**WHAT TO WORK ON:**
- A) Translate this sentence from the passage on addiction and eating disorders into Spanish: "In fact, anorexia nervosa and addiction have some of the highest death rates of any mental health condition."
- B) Reproduce the passage on addiction and eating disorders from "At school and" up to and including "disorders and addictions.", substituting "teenagers" for "school-aged youth".
- C) Which consequences of untreated eating disorders and addictions does the passage on addiction and eating disorders name?

**GIVEN PASSAGE:**

================

Addiction and Eating Disorders

A toxic and often secret partnership

At school and in the media, school-aged youth are bombarded with unhealthy, unrealistic messages about being thin, popular, attractive, cool, etc. The need to fit in can lead to feelings of fear and insecurity, which manifest as poor body image, unhealthy dieting and drug/alcohol experimentation. Without intervention, these behaviors can develop into full-blown eating disorders and addictions.

Left untreated, both eating disorders and addictions can have dire consequences, including disruption of school, compromised relationships, physiological illnesses, cognitive challenges and even premature death. In fact, anorexia nervosa and addiction have some of the highest death rates of any mental health condition. However, hope and healing is possible with the help of supportive a family and expert medical intervention.

Dr. Dena Cabrera, clinical director at Rosewood Centers for Eating Disorders, shares insight and observations about the critical the link between eating disorders and addiction in youth. She also offers a bit of advice to concerned parents and youth.

The relationship between addiction and eating disorders

According to Cabrera, if you suspect that a young person in your life struggles with an eating disorder or addiction, it is important to also look out for the possibility of a co-occurring addiction or eating disorder.

================

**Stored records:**
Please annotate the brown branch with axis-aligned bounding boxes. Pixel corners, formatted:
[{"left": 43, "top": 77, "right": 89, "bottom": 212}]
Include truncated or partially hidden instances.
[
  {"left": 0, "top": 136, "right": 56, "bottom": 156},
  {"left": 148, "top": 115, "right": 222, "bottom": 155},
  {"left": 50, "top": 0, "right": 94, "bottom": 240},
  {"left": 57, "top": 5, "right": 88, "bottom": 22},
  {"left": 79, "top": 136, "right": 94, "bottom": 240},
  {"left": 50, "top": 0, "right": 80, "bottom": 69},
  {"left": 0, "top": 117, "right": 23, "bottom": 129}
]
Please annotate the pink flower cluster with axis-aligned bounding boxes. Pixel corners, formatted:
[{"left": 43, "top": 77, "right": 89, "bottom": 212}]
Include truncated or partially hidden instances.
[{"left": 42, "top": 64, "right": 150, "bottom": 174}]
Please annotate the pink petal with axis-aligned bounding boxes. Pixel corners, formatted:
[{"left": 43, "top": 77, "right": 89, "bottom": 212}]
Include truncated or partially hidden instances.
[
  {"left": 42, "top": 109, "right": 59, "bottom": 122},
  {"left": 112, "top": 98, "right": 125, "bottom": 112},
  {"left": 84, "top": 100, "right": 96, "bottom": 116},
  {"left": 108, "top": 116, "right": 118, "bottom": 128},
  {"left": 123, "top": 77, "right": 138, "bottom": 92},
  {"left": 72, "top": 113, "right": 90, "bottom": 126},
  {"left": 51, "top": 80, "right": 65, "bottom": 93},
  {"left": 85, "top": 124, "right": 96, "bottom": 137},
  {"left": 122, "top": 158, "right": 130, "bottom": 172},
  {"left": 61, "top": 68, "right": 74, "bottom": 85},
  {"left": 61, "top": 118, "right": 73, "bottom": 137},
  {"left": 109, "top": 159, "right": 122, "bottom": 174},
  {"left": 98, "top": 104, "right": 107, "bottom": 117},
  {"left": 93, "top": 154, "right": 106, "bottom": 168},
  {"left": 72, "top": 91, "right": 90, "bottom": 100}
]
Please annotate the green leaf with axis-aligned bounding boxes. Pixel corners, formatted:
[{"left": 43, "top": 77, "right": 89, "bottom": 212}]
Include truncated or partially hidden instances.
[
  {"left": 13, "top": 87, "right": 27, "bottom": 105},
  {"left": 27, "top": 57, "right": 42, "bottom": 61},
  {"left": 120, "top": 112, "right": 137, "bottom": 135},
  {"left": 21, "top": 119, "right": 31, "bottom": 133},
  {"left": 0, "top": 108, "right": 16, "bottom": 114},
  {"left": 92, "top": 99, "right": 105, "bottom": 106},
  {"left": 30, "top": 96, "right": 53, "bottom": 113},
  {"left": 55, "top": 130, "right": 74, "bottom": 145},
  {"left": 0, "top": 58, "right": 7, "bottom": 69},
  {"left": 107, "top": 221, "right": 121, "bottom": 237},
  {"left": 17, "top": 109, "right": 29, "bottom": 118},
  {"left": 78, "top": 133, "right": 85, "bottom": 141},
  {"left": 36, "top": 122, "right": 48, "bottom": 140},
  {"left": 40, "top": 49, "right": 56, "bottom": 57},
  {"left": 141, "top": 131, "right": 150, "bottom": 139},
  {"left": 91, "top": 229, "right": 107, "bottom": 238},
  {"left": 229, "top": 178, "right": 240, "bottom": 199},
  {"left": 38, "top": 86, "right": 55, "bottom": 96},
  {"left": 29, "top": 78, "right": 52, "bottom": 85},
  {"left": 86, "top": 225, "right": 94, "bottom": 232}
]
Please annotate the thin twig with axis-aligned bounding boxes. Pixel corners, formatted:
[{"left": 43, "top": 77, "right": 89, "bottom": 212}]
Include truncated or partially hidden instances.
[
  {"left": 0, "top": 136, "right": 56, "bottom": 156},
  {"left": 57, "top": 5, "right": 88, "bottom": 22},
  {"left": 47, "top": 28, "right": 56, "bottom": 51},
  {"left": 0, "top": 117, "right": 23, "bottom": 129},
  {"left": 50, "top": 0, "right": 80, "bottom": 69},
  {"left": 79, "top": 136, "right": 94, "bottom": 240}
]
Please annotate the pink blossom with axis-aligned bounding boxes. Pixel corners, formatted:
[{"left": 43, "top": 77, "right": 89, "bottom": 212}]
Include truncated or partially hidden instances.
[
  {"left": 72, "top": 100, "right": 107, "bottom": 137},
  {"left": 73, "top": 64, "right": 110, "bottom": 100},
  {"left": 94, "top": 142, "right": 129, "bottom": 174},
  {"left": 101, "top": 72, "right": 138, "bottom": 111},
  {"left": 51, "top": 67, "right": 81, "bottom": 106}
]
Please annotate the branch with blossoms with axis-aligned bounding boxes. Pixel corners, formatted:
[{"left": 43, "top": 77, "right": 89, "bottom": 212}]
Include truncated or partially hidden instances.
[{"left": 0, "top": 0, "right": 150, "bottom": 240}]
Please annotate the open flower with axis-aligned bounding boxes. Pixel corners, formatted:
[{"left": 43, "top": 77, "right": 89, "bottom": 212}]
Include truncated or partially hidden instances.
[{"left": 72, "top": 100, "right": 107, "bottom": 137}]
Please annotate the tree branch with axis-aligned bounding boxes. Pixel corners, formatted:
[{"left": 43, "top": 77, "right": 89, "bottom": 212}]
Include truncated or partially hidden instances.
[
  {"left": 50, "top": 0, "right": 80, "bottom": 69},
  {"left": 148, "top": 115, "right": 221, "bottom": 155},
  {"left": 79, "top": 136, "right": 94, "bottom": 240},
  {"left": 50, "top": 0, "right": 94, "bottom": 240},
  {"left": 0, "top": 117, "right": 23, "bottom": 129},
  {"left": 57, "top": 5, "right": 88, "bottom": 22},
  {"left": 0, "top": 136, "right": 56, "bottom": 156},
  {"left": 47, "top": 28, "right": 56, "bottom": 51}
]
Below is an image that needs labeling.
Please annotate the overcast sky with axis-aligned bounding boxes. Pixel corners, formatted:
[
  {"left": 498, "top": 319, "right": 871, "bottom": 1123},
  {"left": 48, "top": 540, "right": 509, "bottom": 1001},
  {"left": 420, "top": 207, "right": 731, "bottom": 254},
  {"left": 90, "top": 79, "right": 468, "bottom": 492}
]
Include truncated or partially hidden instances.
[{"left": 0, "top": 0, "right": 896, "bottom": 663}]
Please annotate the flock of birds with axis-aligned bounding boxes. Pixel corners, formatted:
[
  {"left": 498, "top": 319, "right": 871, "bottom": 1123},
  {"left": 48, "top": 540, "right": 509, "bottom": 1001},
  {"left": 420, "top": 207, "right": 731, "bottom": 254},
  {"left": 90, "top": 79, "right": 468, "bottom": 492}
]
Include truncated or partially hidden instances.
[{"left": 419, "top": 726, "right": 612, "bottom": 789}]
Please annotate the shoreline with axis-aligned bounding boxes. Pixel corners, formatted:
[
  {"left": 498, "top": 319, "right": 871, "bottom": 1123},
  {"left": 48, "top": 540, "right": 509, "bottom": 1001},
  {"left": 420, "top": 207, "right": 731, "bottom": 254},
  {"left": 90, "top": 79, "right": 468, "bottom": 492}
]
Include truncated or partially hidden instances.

================

**EXPECTED RESPONSES:**
- A) De hecho, la anorexia nerviosa y la adicción tienen algunas de las tasas de mortalidad más altas de cualquier afección de salud mental.

- B)
At school and in the media, teenagers are bombarded with unhealthy, unrealistic messages about being thin, popular, attractive, cool, etc. The need to fit in can lead to feelings of fear and insecurity, which manifest as poor body image, unhealthy dieting and drug/alcohol experimentation. Without intervention, these behaviors can develop into full-blown eating disorders and addictions.

- C)
- disruption of school
- compromised relationships
- physiological illnesses
- cognitive challenges
- premature death